### THE TASK:
Write out exactly what each line says, starting with the first line below and ending on the one with "positive clicks: (698, 240) (683, 326)".

### EXTRACTED ENTRIES:
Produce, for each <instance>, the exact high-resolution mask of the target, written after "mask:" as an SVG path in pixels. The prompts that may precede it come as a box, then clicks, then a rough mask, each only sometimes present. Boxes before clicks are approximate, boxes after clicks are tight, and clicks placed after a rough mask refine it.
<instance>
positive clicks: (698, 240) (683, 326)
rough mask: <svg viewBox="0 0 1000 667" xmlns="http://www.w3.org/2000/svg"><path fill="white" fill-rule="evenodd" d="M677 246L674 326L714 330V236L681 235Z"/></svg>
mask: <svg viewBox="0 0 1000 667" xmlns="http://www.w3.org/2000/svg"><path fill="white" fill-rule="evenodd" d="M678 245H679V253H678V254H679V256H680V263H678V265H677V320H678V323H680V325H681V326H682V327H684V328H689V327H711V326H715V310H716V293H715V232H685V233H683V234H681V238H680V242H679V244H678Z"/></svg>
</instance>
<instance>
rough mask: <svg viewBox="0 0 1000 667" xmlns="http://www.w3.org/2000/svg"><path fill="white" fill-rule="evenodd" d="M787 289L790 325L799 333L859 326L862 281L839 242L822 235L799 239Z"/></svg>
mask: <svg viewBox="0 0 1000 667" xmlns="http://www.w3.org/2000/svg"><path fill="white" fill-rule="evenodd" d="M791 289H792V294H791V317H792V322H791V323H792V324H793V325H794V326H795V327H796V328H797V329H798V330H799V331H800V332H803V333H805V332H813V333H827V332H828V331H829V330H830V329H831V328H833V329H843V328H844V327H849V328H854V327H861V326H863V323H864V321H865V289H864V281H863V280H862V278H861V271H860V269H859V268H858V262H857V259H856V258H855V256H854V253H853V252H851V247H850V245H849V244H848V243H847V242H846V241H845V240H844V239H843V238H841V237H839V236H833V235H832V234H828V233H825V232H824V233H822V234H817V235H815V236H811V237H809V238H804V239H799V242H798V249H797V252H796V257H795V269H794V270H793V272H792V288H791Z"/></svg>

### WRITTEN ANSWER:
Produce, for each <instance>, the exact high-resolution mask of the target, written after "mask:" as an SVG path in pixels. The prompts that may precede it come as a box, then clicks, then a rough mask, each only sometimes present. Boxes before clicks are approximate, boxes after clicks are tight, and clicks placed after a rough mask refine it.
<instance>
positive clicks: (698, 240) (683, 326)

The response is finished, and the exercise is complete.